• [Aim of the exercise] Please print the full listing exactly.
+ + + + + + +
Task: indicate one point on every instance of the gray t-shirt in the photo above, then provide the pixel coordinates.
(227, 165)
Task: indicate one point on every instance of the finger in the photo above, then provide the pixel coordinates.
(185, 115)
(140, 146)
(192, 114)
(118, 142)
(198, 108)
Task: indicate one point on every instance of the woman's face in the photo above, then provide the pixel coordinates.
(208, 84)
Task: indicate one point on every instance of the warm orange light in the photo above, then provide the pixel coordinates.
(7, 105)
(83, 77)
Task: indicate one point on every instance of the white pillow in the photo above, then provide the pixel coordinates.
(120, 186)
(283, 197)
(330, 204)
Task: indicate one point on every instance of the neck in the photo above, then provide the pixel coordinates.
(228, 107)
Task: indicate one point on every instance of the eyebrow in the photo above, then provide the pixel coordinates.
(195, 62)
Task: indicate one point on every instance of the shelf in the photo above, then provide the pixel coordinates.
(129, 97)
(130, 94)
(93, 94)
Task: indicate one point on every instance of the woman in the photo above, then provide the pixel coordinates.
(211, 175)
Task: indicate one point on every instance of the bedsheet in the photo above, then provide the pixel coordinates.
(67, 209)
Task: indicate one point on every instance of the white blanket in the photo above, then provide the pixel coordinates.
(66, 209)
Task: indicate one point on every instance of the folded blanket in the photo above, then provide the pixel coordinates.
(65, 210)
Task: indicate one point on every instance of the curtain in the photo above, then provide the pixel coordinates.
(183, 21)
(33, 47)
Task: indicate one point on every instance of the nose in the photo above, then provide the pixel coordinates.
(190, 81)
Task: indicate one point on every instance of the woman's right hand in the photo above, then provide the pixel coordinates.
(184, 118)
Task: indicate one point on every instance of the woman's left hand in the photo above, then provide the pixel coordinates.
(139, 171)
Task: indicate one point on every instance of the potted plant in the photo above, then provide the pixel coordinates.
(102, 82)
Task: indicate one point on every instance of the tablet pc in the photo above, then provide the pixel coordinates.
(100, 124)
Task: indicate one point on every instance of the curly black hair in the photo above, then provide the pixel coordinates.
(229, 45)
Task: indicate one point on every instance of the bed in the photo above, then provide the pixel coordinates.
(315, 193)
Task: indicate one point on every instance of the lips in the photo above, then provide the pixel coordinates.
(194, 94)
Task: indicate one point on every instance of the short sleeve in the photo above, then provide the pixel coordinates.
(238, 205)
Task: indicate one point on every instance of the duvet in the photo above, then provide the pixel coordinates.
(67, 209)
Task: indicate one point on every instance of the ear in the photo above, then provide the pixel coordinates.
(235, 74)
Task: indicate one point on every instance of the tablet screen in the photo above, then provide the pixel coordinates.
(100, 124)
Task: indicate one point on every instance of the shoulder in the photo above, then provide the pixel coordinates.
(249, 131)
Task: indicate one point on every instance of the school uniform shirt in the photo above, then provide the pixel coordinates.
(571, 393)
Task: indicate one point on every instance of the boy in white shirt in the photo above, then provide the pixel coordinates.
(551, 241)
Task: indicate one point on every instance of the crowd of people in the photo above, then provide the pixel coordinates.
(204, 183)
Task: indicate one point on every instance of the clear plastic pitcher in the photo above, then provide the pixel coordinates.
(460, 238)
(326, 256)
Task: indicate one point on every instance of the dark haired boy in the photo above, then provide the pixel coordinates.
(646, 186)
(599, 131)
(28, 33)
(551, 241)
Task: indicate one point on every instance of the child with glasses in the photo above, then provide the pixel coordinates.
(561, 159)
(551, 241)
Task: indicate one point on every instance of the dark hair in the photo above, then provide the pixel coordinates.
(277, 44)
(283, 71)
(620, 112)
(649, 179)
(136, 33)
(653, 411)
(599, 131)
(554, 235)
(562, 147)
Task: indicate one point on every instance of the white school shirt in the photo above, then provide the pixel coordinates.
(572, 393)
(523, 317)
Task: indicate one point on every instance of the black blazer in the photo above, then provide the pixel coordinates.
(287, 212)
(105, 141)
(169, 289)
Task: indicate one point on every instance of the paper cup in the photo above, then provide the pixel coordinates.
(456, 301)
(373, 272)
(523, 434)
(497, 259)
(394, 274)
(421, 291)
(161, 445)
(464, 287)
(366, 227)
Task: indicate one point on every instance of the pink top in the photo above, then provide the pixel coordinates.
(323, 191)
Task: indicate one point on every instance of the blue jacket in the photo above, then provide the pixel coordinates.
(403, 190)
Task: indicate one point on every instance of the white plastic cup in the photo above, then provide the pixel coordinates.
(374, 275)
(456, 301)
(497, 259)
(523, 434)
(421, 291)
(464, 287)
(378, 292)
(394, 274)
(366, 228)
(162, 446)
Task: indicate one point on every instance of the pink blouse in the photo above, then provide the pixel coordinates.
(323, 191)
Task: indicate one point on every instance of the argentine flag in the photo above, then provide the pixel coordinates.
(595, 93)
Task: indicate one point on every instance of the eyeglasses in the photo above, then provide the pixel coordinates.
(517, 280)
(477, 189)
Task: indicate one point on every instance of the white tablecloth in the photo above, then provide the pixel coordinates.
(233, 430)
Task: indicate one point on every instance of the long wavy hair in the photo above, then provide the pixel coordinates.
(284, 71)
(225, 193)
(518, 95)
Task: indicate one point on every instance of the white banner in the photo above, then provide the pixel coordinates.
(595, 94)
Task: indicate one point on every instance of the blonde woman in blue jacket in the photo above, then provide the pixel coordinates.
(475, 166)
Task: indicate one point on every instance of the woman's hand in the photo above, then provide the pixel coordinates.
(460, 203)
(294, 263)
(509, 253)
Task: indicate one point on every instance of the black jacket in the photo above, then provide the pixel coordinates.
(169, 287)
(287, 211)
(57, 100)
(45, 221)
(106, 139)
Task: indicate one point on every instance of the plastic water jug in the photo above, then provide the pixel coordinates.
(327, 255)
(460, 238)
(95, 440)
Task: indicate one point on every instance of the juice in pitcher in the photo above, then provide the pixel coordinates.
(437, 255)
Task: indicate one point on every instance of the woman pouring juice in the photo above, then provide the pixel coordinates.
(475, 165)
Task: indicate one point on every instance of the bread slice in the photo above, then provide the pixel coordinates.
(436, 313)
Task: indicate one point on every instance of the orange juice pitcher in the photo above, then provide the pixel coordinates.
+ + + + + + +
• [Task result]
Task: indicate one point on every instance of the gray t-shirt in the photo above, then provide the pixel coordinates.
(227, 165)
Task: indicate one point on every instance of the finger in the photo above, then provide the pixel coordinates.
(185, 115)
(140, 146)
(192, 114)
(118, 142)
(198, 108)
Task: indicate one point on every instance of the woman's face in the photo above, then provide the pixel coordinates.
(208, 84)
Task: indicate one point on every instance of the warm orange light in the photo above, then provide the pixel coordinates.
(7, 105)
(83, 77)
Task: indicate one point on every instance of the white pillow in the photo above, then provide the pixel coordinates.
(120, 186)
(283, 197)
(330, 204)
Task: indicate one point on every instance of the neck in the photo above, then provide the pixel coordinates.
(228, 107)
Task: indicate one point on every instance of the eyebrow in the photo above, then provide the pixel coordinates.
(195, 62)
Task: indicate one point on every instance of the shelf in the photo above, then provide the pixel coordinates.
(129, 97)
(130, 94)
(93, 94)
Task: indicate one point on every instance of the woman in the photo above, then provide the pixel coordinates.
(211, 175)
Task: indicate one point on every instance of the bedsheet in the photo above, then provide the pixel coordinates.
(67, 209)
Task: indicate one point on every instance of the white blanket in the photo above, then provide the pixel coordinates.
(66, 209)
Task: indicate one point on every instance of the folded blanket in the photo above, then provide the pixel coordinates.
(65, 210)
Task: indicate one point on every instance of the curtain in the photo above, then provide the pixel coordinates.
(183, 21)
(33, 47)
Task: indicate one point on every instance of the nose in the photo above, then provide the pixel coordinates.
(190, 81)
Task: indicate one point on every instance of the woman's right hand in the photo above, then provide the pixel coordinates.
(184, 118)
Task: indicate one point on every instance of the woman's left hand in the photo above, then provide the pixel coordinates.
(139, 171)
Task: indicate one point on every instance of the potted plant in the photo above, then provide the pixel coordinates.
(102, 82)
Task: indicate one point on every instance of the tablet pc in the photo above, then provide the pixel coordinates.
(100, 124)
Task: indicate one point on every instance of the curly black hair in the photo above, then provide the pixel coordinates.
(229, 45)
Task: indicate one point on every instance of the bed in the photo above, then provide the pixel coordinates.
(315, 193)
Task: indicate one point on every instance of the lips in the photo above, then provide the pixel coordinates.
(194, 94)
Task: indicate one point on every instance of the short sleeve in the photo above, then provide the pixel coordinates.
(238, 205)
Task: indicate one point on every instance of the duvet in the photo above, then provide the pixel coordinates.
(67, 209)
Task: indicate one point on every instance of the ear in the photo above, then provide the pixel coordinates.
(235, 74)
Task: indicate one point on every instance of the tablet screen in the photo above, then provide the pixel coordinates.
(100, 124)
Task: indicate one point on every instance of the shoulder in the photo above, then provide the pixel coordinates.
(249, 131)
Task: indicate one point on every instance of the school uniform shirt in the photo above, then provide the pixel coordinates.
(571, 393)
Task: indicate one point on every instance of the boy in white shirt in the photo above, then provide the pixel coordinates.
(551, 241)
Task: indicate one point on every instance of the crowd of people in the photo above, then provide the pixel coordinates.
(204, 183)
Task: indicate one point on every instance of the clear plastic pitcher in the photo above, then provide the pixel coordinates.
(460, 238)
(326, 256)
Task: indicate one point on every instance of the dark haired boy in the photo above, then provide the pixel coordinates.
(646, 186)
(599, 131)
(28, 33)
(551, 241)
Task: indicate one point on every instance of the child with glasses in the photo above, then provide the pixel coordinates.
(561, 159)
(551, 241)
Task: indicate one point on every instance of the dark hair in the photo above, then provide the pixel coordinates.
(277, 44)
(283, 71)
(620, 112)
(649, 179)
(136, 33)
(653, 411)
(599, 131)
(554, 235)
(562, 147)
Task: indicate one point on every instance of the white school shirt in the photo above, then provide the pixel coordinates.
(572, 393)
(523, 317)
Task: indicate one point on every instance of the black blazer in the photo above, then provide the pixel coordinates.
(287, 212)
(105, 141)
(169, 289)
Task: indicate one point on every instance of the paper cup in the photo above, then provide the pixel coordinates.
(456, 301)
(373, 272)
(523, 434)
(497, 259)
(394, 274)
(421, 291)
(161, 445)
(464, 287)
(366, 227)
Task: indicate one point on every instance of the pink top in the photo above, then provide the pixel coordinates.
(323, 191)
Task: indicate one point on every instance of the blue jacket in the photo above, then provide the pixel coordinates.
(403, 190)
Task: indicate one point on every instance of the white plastic cup in the photo above, then provide the pixel coordinates.
(374, 275)
(456, 301)
(497, 259)
(523, 434)
(421, 291)
(464, 287)
(378, 292)
(394, 274)
(366, 228)
(162, 446)
Task: indicate one point on every instance of the pink blouse in the photo above, then provide the pixel coordinates.
(323, 191)
Task: indicate one point on every instance of the argentine flag in the photo above, then provide the pixel coordinates.
(595, 93)
Task: indicate one point on every instance of the eyeglasses in the photo above, then provide the pixel coordinates.
(517, 280)
(477, 189)
Task: indicate one point on every instance of the white tablecloth in the photo above, then provide the pixel coordinates.
(233, 430)
Task: indicate one point on every instance of the long wavy hair in the photo above, then provide the pixel coordinates.
(284, 71)
(225, 193)
(518, 95)
Task: indicate one point on every instance of the white banner in the photo above, then provide the pixel coordinates.
(595, 94)
Task: indicate one point on every instance of the blonde woman in blue jacket in the photo above, then provide the pixel coordinates.
(475, 166)
Task: indicate one point on every instance of the woman's hand in the photo above, then provide the pixel coordinates.
(460, 203)
(294, 263)
(509, 253)
Task: indicate one point on every instance of the black jacket in the photo above, then provide the pixel coordinates.
(169, 287)
(287, 211)
(57, 100)
(45, 221)
(106, 139)
Task: indicate one point on every instance of the plastic water jug in the photo above, then provide the pixel coordinates.
(327, 255)
(460, 238)
(95, 440)
Task: indicate one point on every instance of the juice in pitcher in the photo above, then provide the pixel coordinates.
(437, 255)
Task: indicate one point on every instance of the woman pouring juice in the photo above, then provide the pixel coordinates.
(475, 165)
Task: indicate one point on every instance of the bread slice in the photo above, then provide the pixel coordinates.
(436, 313)
Task: indicate one point on every instance of the orange juice pitcher in the photo above, then provide the pixel coordinates.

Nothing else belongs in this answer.